##### Extracted material
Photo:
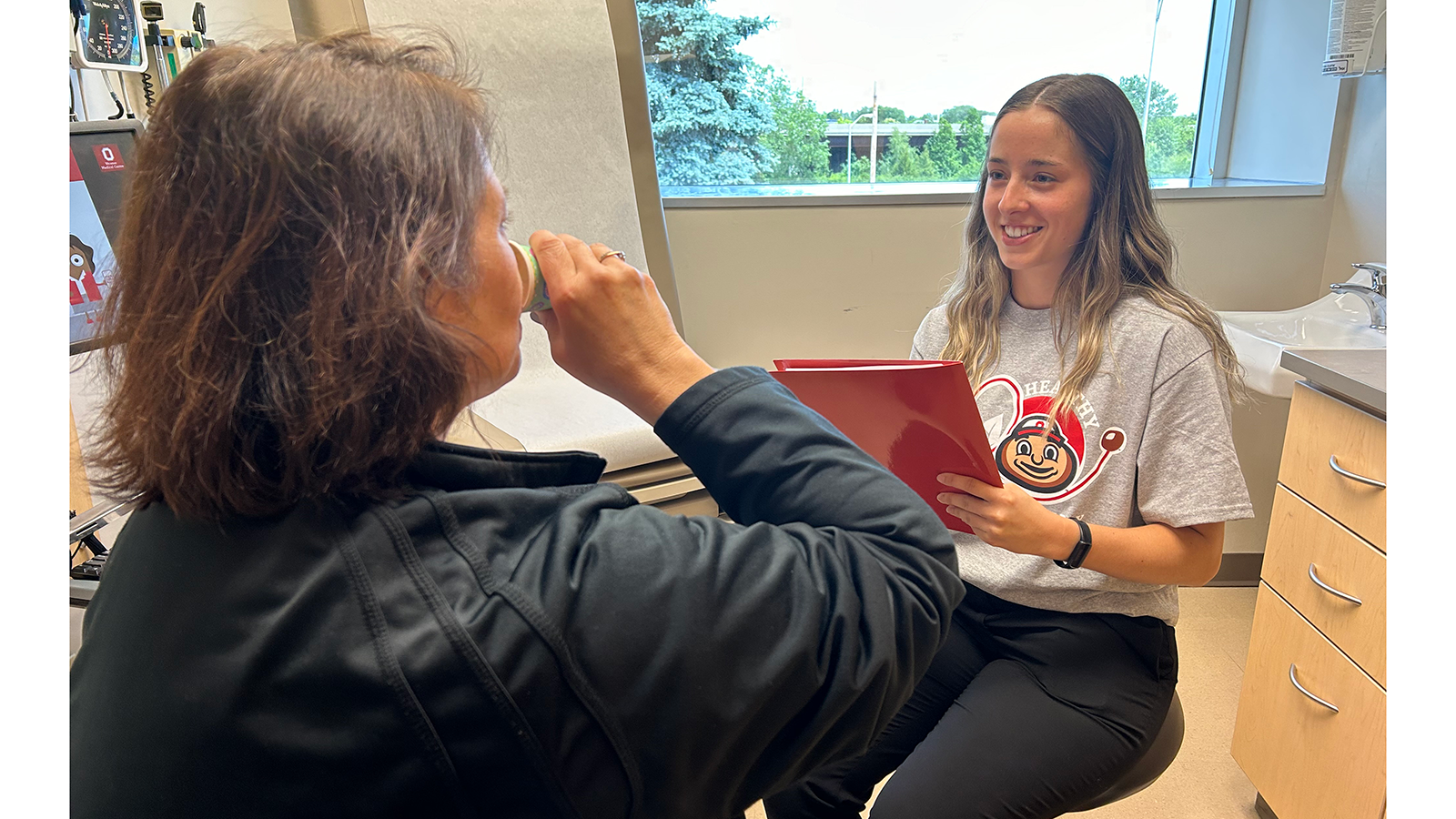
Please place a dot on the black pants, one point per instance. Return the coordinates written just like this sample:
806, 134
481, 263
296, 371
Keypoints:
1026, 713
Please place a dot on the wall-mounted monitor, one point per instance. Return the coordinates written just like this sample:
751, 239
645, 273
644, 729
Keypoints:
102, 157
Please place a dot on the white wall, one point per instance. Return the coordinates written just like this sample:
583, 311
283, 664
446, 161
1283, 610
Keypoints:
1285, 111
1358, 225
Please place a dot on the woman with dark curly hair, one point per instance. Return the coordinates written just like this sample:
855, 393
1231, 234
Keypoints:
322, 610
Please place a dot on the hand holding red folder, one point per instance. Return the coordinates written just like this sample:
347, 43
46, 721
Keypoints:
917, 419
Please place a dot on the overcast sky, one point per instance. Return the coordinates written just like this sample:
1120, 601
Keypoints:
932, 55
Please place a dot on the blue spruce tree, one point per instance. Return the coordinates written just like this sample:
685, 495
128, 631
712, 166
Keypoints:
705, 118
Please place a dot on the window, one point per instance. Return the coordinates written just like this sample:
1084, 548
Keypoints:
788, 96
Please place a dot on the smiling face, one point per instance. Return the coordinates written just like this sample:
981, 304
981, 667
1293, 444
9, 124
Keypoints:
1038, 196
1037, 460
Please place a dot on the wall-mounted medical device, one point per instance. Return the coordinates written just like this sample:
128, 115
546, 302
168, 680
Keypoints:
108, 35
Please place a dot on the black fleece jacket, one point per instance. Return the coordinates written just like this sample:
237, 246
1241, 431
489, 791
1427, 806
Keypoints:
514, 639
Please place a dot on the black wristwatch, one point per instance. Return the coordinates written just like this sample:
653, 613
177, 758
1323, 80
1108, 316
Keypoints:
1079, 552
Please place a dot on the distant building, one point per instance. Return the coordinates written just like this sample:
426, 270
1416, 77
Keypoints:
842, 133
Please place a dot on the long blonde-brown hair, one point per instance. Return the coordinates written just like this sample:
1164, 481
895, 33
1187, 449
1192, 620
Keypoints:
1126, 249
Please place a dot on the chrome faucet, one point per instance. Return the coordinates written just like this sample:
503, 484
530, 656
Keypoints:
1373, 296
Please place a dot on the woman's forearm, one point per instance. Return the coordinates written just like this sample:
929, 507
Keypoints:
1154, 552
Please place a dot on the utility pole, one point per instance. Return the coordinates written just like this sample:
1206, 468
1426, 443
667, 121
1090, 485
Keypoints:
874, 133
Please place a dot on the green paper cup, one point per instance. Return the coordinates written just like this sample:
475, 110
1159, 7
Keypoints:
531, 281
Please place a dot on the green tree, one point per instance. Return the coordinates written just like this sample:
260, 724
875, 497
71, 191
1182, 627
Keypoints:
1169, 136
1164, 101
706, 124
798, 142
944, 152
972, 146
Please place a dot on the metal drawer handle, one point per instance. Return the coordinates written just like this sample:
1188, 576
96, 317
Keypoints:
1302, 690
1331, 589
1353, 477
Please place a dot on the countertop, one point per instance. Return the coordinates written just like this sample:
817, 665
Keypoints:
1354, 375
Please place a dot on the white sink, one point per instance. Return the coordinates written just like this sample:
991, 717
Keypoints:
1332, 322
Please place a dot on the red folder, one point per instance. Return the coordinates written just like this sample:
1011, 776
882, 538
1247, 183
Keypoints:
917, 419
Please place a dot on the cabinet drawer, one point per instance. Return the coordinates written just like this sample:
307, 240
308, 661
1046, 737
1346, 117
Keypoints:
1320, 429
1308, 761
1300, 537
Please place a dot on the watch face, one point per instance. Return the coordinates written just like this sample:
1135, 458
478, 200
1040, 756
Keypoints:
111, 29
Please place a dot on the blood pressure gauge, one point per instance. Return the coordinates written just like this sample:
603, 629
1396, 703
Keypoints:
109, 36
##########
Each line from the one containing "Please place a dot on the countertop, one" through the end of the entries, both included, is to be returned exactly, with no other lines.

» Written response
Please place a dot on the countertop, one point per instance. Return the coordinates written just like this sample:
817, 665
Keypoints:
1354, 375
Please place a dot on the white sink, one point per instance. Return the coordinates written just like this sample:
991, 717
Keypoints:
1332, 322
Please place a dot on the red folder, one point per instance. Return the coordinates written just like this sample:
1011, 776
882, 538
1247, 183
Keypoints:
917, 419
Please place a dot on the cabinet drawer, one point per instance. Return the coordinates written just like this sample:
307, 240
308, 661
1046, 737
1346, 117
Keypoints:
1320, 429
1308, 761
1300, 537
Please place a dot on the watch face, one point per instance. Return the coordinates written just like this sample:
1135, 458
478, 200
1040, 756
Keypoints:
111, 29
Please place a dot on the blood pressure gauge, one point per instance. Return the coordinates written just like this sample:
603, 629
1396, 703
Keypoints:
109, 36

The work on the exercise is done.